*** Opening of Extracted data ***

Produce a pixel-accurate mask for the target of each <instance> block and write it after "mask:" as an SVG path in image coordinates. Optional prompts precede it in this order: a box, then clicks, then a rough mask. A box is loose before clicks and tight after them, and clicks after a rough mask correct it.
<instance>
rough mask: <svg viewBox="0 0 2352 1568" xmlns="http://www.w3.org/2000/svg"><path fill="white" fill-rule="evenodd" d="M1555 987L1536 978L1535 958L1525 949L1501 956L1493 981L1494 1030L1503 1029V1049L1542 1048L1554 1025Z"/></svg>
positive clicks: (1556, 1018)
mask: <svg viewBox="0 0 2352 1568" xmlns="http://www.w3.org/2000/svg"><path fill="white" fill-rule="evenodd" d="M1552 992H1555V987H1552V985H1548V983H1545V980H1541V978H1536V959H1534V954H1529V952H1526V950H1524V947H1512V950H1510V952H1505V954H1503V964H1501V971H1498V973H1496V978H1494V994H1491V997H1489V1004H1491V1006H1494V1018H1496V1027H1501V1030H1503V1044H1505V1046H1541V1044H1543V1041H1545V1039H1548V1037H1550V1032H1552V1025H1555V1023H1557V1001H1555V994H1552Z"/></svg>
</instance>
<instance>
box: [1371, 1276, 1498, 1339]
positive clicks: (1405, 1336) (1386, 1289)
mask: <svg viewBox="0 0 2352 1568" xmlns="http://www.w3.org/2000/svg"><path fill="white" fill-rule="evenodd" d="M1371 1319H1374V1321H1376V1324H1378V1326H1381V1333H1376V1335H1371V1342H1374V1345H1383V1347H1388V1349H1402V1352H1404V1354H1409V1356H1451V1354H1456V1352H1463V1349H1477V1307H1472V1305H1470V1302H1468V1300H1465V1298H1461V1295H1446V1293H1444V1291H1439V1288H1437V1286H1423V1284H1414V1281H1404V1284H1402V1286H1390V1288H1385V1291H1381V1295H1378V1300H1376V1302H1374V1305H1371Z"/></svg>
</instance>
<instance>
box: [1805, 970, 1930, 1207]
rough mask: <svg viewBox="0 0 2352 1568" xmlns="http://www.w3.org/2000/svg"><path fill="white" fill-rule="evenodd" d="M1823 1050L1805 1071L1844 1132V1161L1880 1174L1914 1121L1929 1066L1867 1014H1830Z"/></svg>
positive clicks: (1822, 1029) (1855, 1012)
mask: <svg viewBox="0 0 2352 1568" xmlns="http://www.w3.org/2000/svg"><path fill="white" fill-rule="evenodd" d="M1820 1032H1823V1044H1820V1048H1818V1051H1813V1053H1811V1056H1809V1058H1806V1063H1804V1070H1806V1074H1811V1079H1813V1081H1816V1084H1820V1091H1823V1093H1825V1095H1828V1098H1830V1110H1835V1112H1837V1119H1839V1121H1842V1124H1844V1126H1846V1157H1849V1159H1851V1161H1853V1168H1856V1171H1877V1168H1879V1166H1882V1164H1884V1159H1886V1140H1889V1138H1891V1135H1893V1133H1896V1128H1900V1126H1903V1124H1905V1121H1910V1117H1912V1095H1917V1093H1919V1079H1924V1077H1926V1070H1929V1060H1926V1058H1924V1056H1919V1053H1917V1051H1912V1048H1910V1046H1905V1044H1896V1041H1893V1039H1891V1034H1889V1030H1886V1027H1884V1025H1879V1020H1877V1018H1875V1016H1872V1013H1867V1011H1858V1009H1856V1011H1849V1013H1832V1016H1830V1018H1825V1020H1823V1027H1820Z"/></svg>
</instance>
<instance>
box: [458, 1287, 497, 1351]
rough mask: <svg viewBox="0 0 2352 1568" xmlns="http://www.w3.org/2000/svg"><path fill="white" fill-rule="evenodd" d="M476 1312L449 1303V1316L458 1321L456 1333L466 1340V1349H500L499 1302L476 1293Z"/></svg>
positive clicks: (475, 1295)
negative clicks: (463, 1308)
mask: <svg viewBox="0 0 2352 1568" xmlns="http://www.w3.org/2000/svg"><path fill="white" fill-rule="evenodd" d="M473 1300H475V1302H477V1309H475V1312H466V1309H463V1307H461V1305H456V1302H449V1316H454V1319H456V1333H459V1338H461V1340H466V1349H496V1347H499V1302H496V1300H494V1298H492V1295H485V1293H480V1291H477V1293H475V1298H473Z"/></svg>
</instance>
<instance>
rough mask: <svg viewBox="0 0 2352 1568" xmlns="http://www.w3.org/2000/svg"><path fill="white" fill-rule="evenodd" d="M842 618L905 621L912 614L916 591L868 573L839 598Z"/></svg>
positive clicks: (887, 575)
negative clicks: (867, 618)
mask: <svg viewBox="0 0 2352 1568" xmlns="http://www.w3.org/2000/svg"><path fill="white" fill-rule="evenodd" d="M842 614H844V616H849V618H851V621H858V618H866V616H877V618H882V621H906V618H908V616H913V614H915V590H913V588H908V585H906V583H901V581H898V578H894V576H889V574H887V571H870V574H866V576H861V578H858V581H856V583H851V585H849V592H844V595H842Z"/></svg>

*** Close of Extracted data ***

Render everything from the start of the rows above down to the line containing "positive clicks: (1556, 1018)", both ends included, as a Markdown table with the columns No. and Line, omitting any blank lines.

◆ Finished exercise:
| No. | Line |
|---|---|
| 1 | Produce a pixel-accurate mask for the target of each <instance> block and write it after "mask:" as an SVG path in image coordinates. Optional prompts precede it in this order: a box, then clicks, then a rough mask. A box is loose before clicks and tight after them, and clicks after a rough mask correct it. |
| 2 | <instance> |
| 3 | rough mask: <svg viewBox="0 0 2352 1568" xmlns="http://www.w3.org/2000/svg"><path fill="white" fill-rule="evenodd" d="M1555 987L1536 978L1535 958L1525 949L1501 956L1493 981L1494 1030L1503 1029V1049L1542 1048L1554 1025Z"/></svg> |
| 4 | positive clicks: (1556, 1018) |